**TÂCHE À RÉALISER:** Pouvez-vous afficher chaque ligne des enregistrements ci-dessous qui contient la chaîne « overcast », en tenant compte de la casse ?

─── ENREGISTREMENTS DE DONNÉES ───

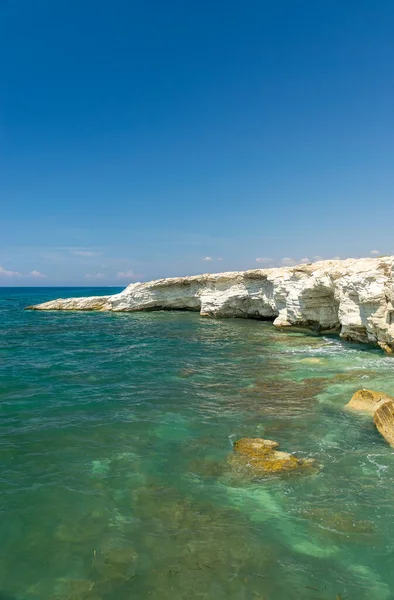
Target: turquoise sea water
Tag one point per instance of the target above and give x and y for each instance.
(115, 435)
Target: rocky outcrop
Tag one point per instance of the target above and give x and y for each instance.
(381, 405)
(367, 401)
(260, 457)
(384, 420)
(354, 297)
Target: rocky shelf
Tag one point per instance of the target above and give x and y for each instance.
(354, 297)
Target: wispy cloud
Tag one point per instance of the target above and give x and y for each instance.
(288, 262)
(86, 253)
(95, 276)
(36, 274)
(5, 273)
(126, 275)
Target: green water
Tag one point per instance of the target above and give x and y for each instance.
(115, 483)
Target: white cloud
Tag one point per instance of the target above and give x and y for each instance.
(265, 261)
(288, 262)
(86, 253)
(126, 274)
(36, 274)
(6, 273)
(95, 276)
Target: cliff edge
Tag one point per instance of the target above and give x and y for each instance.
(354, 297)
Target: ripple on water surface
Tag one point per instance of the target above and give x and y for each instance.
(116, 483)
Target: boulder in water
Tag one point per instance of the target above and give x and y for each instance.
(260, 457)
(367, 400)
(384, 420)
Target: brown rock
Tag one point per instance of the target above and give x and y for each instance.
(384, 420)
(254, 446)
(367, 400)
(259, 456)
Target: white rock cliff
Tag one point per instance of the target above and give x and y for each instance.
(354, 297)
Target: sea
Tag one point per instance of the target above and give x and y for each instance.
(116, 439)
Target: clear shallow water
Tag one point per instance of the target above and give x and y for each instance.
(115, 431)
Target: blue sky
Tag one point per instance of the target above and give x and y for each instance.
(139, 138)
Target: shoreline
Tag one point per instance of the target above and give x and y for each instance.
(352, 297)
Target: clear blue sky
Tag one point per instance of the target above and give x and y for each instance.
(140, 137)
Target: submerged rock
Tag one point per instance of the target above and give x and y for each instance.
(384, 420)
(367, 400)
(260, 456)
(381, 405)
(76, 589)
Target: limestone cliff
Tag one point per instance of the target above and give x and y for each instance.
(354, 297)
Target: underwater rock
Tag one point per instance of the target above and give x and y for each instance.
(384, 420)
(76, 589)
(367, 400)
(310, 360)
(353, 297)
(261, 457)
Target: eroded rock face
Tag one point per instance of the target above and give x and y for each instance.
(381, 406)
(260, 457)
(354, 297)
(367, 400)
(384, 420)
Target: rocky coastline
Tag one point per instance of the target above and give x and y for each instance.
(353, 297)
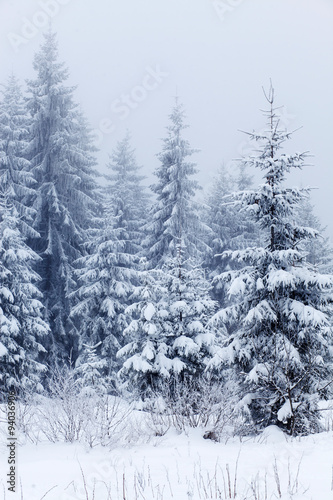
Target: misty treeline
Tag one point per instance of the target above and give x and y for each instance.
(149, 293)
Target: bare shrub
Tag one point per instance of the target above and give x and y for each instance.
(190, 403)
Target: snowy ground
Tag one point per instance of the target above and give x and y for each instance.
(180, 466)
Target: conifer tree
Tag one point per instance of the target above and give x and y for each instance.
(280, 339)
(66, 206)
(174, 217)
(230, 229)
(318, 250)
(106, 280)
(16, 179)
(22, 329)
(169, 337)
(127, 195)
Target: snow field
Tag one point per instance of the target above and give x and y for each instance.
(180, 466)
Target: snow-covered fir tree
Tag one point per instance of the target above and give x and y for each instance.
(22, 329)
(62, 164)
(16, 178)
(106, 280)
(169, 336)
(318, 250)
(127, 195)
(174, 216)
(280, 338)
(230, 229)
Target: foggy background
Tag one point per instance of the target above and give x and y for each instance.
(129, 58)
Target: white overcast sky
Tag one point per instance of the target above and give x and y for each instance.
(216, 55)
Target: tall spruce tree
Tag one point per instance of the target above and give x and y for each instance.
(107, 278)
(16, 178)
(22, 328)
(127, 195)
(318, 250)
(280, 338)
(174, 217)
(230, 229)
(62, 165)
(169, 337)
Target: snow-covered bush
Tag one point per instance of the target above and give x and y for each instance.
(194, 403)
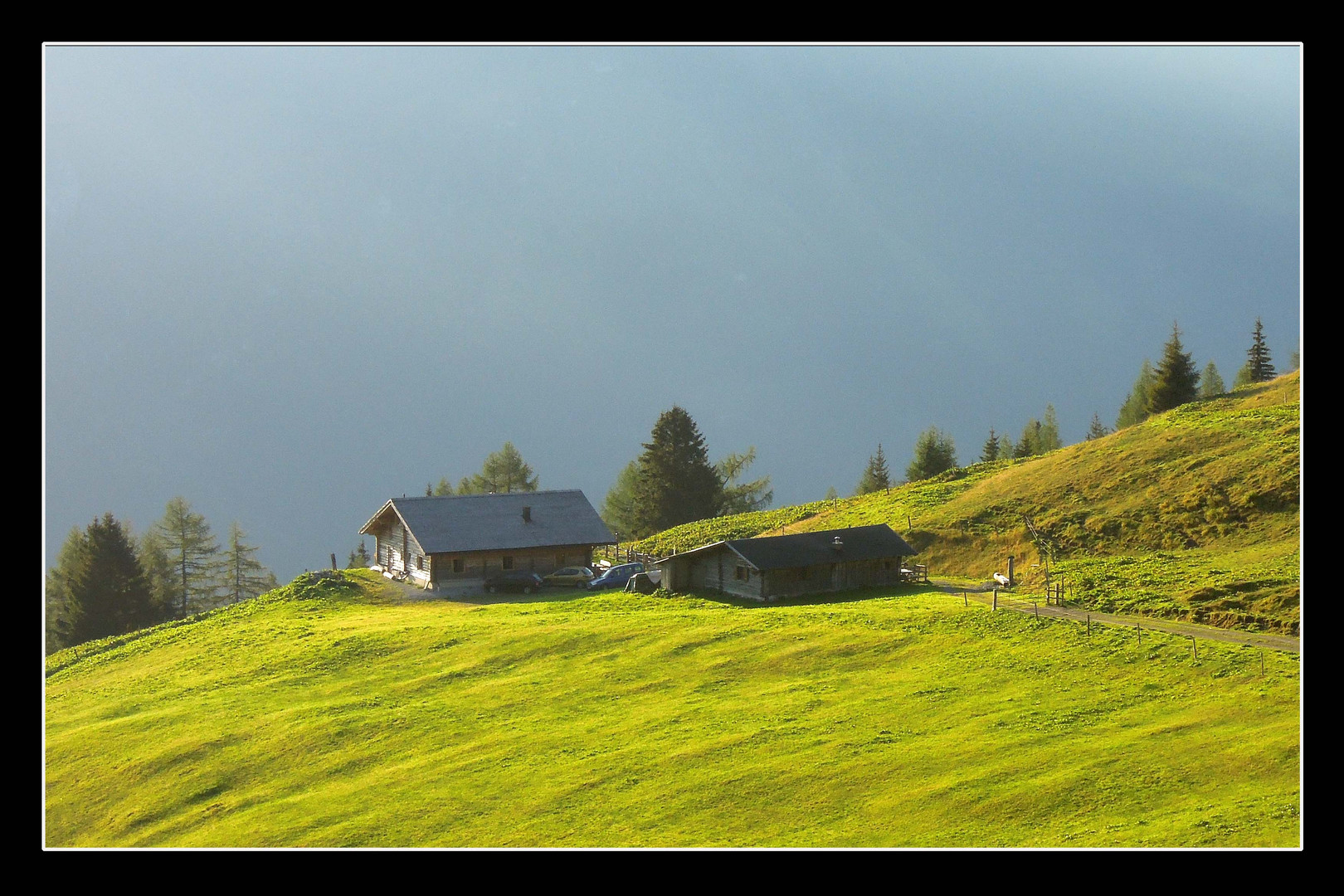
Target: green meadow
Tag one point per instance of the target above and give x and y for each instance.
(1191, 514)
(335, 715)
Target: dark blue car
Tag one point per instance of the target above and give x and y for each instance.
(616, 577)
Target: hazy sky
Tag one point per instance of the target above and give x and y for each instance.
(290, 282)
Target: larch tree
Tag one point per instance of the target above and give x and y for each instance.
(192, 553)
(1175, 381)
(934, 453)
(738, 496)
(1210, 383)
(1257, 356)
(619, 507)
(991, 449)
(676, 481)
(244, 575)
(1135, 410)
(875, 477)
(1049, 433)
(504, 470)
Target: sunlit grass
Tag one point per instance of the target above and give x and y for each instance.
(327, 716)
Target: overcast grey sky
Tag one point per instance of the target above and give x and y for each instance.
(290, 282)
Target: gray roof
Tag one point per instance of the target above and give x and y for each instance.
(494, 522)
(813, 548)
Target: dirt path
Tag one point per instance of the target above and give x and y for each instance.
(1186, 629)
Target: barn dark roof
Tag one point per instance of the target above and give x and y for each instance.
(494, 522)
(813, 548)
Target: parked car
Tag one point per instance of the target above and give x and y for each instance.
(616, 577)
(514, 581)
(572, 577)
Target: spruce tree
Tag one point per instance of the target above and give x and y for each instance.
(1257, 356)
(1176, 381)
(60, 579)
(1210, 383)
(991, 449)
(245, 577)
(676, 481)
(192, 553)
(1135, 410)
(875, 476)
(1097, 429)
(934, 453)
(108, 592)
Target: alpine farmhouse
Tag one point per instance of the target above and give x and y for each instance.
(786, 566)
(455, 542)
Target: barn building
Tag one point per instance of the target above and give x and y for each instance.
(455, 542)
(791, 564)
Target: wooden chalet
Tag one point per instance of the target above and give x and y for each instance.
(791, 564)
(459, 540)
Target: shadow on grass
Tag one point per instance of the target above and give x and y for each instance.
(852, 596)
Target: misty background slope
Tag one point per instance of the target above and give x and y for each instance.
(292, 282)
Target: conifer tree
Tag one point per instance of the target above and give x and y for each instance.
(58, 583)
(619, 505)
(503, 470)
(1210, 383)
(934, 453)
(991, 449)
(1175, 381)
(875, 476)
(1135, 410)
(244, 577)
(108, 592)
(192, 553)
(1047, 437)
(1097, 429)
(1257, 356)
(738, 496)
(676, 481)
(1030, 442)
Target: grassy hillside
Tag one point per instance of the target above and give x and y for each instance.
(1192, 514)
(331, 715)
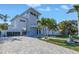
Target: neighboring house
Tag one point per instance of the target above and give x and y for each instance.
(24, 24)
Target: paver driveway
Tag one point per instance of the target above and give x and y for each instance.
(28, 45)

───
─── ENREGISTREMENTS DE DONNÉES ───

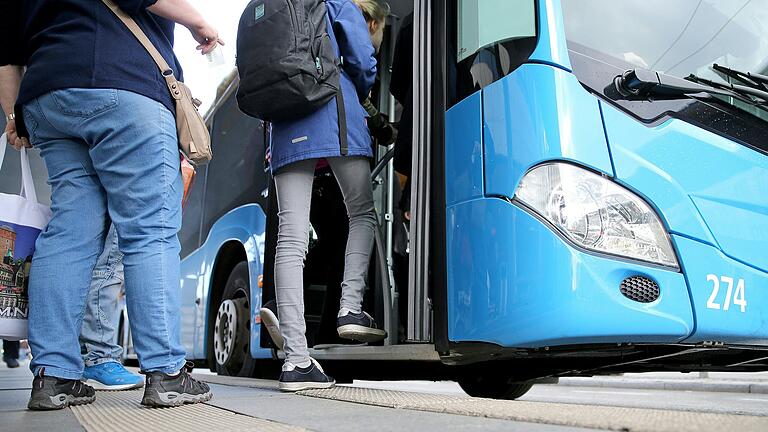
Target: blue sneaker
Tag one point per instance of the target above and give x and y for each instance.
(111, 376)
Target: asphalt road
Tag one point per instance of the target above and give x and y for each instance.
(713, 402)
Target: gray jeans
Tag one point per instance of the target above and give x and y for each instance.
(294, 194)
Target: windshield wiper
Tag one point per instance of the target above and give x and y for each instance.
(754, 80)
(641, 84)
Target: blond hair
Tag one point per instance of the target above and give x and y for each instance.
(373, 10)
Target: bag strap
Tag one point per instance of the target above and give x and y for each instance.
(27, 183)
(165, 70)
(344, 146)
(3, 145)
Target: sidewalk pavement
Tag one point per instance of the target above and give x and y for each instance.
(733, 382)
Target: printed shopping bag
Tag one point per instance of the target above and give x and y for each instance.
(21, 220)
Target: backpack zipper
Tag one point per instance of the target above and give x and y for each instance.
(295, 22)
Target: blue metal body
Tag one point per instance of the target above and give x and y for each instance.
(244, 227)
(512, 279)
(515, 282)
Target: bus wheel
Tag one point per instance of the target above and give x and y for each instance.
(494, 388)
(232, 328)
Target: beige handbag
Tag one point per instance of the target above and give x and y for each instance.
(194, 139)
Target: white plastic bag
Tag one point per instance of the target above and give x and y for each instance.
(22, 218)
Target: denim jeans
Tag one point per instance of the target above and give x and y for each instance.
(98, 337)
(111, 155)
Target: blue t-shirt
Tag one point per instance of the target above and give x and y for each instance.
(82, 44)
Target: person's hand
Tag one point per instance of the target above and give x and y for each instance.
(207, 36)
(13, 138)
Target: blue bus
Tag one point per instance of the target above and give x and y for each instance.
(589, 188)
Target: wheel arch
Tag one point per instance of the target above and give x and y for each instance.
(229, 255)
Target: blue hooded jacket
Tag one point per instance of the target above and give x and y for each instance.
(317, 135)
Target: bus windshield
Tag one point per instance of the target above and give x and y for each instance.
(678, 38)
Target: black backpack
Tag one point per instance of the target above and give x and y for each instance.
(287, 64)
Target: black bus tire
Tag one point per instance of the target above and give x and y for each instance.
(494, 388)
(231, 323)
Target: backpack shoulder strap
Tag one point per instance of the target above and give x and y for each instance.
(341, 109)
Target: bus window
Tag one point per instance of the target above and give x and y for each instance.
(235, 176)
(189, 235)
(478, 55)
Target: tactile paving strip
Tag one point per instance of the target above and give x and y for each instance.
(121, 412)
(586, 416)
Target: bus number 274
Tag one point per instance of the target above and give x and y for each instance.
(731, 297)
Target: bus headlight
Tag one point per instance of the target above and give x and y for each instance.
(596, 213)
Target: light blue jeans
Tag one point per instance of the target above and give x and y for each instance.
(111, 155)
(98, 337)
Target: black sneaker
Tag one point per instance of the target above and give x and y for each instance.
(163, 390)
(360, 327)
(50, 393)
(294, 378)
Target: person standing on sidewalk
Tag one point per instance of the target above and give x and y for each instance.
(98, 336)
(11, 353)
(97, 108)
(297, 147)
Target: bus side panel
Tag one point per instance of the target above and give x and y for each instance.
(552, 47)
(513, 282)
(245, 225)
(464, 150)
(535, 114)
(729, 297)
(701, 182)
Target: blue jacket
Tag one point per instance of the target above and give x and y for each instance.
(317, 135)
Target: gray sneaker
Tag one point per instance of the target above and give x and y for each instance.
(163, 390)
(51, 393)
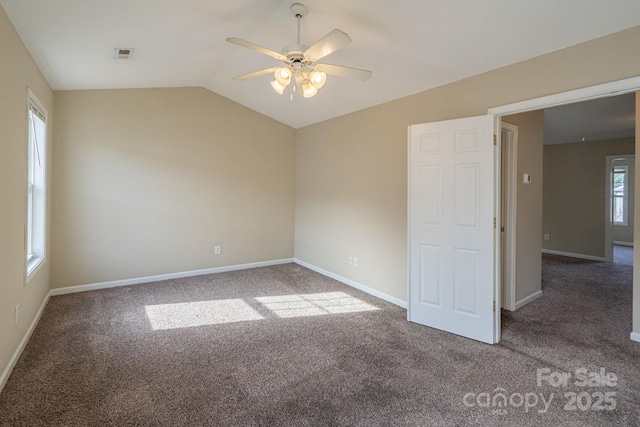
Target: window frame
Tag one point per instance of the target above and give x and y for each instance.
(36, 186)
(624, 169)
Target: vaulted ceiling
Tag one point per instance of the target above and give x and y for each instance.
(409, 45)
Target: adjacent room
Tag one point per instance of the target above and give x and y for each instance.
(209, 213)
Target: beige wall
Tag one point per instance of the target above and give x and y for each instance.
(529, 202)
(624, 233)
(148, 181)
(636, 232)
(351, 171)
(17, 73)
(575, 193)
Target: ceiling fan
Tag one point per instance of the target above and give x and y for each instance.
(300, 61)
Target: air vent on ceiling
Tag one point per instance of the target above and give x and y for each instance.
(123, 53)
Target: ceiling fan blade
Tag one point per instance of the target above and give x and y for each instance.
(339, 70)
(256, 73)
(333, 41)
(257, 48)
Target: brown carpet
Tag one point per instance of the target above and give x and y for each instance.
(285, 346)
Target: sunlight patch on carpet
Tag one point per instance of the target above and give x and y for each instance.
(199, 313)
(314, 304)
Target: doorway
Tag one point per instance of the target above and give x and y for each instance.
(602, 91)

───

**RÉPONSE À L'EXERCICE:**
Target: white overcast sky
Target: overcast grey sky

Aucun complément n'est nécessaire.